[Coordinate annotation records]
####################
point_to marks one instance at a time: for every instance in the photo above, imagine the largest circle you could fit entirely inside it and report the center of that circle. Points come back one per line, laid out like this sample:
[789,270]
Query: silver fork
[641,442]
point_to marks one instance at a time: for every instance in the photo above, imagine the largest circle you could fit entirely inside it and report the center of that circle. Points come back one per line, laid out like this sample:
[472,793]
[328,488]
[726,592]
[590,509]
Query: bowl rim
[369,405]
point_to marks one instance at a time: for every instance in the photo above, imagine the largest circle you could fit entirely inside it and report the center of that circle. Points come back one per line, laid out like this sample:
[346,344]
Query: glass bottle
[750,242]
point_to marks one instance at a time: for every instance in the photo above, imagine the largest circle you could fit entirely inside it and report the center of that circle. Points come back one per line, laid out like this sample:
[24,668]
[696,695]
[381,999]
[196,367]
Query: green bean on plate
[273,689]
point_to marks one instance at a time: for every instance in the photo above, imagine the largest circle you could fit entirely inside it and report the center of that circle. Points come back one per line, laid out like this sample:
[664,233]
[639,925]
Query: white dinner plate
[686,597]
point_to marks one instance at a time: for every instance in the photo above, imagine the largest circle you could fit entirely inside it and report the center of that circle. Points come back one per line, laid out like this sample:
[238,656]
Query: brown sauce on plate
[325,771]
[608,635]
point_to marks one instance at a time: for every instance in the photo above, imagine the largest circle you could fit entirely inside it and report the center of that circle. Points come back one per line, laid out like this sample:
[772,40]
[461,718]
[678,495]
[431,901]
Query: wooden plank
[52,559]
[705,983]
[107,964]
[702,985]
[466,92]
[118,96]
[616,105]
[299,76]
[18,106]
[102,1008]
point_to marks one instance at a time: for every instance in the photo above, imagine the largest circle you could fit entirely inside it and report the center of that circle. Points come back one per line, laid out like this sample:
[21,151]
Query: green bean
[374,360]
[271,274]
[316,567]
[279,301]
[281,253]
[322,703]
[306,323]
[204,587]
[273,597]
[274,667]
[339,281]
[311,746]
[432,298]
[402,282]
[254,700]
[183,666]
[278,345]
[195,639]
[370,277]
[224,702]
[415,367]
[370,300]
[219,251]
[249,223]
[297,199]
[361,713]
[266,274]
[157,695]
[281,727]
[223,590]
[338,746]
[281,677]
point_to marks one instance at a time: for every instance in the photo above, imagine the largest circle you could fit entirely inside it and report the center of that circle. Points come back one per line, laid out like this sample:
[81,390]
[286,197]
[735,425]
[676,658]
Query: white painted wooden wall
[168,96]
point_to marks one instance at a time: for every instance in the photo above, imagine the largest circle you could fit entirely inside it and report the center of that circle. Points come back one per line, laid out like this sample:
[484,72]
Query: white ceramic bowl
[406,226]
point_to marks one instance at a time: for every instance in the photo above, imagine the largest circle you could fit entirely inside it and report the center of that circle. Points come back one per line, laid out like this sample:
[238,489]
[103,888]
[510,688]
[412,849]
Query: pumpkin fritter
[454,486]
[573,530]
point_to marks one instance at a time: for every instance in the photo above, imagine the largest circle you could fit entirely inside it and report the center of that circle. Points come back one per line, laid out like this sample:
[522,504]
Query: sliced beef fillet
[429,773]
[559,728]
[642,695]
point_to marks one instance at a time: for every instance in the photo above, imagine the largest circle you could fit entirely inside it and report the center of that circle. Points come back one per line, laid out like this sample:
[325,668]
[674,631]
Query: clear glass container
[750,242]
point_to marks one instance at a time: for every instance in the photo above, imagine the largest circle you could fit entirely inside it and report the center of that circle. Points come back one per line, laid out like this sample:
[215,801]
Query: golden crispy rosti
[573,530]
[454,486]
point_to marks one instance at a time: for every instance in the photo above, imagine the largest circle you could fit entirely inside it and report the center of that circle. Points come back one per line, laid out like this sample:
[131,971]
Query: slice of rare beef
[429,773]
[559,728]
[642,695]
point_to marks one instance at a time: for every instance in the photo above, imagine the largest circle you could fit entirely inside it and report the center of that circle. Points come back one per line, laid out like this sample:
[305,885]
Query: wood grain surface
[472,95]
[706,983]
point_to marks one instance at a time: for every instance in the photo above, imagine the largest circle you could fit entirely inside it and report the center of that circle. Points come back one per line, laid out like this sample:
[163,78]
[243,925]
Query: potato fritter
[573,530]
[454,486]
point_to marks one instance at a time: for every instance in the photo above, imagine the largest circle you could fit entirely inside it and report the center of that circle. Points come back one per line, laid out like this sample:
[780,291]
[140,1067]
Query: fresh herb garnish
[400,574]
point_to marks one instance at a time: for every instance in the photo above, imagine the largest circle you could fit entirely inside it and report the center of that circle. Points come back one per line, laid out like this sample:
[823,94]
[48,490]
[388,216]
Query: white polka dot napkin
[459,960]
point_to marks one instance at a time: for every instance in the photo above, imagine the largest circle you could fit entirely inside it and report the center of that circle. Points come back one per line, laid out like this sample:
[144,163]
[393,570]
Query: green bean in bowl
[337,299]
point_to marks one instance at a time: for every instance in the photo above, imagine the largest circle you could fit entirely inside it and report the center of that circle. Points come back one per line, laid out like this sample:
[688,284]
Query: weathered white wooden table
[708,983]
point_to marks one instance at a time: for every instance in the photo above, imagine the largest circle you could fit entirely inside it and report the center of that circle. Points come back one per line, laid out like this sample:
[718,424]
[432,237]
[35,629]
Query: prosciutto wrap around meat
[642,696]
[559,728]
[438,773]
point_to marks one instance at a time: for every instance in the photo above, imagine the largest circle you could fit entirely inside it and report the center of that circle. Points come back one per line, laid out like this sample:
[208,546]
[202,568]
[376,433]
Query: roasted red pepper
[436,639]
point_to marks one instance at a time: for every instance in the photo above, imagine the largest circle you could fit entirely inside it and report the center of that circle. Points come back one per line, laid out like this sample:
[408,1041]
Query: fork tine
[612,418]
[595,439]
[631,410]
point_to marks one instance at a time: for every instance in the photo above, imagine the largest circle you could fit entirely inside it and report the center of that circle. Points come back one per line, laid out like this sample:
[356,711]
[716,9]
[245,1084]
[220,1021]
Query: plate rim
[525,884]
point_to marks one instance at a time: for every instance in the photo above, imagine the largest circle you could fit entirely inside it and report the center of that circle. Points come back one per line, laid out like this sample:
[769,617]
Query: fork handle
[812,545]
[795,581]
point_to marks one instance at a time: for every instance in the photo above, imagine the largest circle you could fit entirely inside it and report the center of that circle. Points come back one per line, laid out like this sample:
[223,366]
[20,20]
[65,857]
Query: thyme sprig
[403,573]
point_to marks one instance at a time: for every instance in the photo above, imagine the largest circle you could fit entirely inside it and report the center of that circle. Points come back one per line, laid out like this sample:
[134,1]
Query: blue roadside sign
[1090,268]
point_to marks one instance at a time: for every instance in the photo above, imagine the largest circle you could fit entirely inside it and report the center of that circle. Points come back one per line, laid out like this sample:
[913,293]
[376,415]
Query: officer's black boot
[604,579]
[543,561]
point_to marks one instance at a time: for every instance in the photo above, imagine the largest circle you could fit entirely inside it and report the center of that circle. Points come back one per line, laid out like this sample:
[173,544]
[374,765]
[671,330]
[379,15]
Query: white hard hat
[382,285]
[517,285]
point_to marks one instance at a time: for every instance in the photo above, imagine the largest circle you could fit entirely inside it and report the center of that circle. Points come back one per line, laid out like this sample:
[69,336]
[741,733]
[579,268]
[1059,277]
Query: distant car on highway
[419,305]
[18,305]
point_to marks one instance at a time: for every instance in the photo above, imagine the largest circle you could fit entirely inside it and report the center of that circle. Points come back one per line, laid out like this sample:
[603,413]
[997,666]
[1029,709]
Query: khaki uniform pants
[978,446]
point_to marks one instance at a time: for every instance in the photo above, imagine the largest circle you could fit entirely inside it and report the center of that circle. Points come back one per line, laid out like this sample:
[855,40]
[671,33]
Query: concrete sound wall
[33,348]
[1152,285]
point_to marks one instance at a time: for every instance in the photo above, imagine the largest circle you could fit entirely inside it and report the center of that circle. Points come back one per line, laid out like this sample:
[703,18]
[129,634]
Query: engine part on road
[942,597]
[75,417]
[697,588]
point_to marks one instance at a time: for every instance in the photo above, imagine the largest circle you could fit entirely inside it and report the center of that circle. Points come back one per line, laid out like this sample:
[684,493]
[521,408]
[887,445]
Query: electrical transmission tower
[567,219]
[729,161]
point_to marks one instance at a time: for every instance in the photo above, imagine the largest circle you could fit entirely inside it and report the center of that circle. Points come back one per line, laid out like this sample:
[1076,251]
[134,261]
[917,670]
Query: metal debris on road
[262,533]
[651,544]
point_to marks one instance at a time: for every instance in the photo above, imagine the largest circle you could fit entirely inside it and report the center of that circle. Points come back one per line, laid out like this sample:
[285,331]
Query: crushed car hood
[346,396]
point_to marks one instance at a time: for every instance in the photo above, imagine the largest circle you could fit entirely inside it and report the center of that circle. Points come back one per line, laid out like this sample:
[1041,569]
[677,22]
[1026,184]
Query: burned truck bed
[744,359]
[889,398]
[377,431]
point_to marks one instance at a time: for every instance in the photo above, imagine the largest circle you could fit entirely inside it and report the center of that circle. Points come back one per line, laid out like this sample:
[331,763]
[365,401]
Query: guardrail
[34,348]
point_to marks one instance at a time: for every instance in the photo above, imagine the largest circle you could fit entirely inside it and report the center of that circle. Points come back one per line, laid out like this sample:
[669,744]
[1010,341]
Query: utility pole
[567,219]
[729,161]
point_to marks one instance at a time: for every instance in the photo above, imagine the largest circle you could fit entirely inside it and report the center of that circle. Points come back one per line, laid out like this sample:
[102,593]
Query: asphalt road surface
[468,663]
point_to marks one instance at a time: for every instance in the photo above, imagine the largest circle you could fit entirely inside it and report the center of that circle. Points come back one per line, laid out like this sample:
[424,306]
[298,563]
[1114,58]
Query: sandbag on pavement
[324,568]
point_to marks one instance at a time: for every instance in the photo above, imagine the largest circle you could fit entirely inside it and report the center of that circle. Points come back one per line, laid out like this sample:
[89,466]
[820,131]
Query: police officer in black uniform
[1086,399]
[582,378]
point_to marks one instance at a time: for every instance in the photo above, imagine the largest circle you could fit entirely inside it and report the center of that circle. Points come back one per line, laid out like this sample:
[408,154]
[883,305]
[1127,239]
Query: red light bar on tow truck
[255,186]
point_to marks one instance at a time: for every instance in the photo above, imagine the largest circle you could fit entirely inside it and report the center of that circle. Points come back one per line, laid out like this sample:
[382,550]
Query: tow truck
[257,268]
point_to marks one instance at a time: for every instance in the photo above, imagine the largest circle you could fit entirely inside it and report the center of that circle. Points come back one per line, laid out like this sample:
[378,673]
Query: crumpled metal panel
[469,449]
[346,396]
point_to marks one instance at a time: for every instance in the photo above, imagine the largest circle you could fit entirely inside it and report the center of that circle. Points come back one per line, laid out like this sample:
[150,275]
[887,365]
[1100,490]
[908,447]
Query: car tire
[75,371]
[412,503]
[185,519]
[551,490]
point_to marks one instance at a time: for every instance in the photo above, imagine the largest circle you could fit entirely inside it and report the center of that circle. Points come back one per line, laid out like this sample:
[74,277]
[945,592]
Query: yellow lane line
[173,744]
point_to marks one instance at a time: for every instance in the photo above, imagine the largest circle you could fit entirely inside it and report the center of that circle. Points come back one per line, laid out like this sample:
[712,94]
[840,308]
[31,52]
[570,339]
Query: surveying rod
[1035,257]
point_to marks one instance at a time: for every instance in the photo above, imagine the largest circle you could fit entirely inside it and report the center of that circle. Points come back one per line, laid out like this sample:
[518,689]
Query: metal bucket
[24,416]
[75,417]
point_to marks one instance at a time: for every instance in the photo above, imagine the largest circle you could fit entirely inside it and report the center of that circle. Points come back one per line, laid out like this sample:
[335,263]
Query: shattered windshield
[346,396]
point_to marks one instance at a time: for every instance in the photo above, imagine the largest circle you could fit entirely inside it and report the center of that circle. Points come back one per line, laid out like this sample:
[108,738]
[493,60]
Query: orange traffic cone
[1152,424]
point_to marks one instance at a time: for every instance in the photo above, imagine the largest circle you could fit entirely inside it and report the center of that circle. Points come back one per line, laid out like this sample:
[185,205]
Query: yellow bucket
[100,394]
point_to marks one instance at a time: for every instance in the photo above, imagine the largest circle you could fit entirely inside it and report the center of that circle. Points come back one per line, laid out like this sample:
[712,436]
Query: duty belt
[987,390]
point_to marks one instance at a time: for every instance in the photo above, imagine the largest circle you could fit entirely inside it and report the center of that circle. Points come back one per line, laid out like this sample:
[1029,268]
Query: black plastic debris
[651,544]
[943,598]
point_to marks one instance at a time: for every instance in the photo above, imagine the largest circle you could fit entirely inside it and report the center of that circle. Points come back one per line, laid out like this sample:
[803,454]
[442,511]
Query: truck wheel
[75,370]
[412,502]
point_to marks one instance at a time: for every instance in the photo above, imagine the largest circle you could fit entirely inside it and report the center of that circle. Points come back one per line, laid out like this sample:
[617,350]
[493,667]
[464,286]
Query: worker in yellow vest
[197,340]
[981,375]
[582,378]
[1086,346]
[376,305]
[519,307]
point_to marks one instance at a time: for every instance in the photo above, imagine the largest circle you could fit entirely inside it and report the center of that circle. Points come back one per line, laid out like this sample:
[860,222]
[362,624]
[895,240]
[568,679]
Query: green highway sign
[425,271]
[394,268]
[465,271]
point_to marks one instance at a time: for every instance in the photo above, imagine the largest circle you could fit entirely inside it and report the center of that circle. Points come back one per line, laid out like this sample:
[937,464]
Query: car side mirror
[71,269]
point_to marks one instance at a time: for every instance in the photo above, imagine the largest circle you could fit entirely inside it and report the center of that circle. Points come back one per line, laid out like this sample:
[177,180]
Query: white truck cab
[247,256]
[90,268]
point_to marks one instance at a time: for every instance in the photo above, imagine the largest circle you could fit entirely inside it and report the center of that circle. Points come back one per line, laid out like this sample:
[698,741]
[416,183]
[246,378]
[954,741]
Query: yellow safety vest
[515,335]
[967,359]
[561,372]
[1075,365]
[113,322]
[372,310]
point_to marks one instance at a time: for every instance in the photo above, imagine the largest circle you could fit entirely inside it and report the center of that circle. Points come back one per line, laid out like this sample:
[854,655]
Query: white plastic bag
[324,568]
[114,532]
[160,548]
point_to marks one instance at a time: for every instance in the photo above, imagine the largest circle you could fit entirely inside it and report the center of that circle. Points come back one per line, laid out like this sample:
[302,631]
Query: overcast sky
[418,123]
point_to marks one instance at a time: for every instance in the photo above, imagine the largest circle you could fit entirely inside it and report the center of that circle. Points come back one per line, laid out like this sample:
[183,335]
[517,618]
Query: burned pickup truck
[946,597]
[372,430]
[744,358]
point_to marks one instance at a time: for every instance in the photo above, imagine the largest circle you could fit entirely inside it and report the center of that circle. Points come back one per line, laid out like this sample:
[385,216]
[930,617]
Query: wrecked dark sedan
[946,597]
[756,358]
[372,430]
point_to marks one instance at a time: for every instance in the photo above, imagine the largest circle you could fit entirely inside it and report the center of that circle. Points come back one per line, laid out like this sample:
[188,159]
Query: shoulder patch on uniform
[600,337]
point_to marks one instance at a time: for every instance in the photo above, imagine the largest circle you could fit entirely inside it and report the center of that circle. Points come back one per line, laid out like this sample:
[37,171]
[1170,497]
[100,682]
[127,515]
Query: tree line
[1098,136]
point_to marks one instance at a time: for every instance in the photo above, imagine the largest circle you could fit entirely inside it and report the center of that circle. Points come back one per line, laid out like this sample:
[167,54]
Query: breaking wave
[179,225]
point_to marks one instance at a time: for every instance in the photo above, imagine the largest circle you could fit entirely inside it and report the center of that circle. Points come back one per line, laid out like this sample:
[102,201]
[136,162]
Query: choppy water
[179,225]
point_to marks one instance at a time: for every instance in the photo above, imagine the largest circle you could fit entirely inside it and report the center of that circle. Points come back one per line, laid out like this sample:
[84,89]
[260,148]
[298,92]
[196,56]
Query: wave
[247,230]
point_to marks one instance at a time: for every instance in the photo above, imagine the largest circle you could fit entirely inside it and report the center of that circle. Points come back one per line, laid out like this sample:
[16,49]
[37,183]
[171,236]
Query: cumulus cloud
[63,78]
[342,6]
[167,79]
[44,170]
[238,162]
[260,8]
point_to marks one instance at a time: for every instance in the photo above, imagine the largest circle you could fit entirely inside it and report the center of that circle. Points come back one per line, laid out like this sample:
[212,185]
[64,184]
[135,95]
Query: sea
####################
> _PROMPT_:
Collect every line from the rows above that contains the word "green" and copy each of those lines out in full.

> _WRITTEN SOLUTION_:
Query: green bean on plate
Query: green bean
Query: green bean in bowl
Query: green highway sign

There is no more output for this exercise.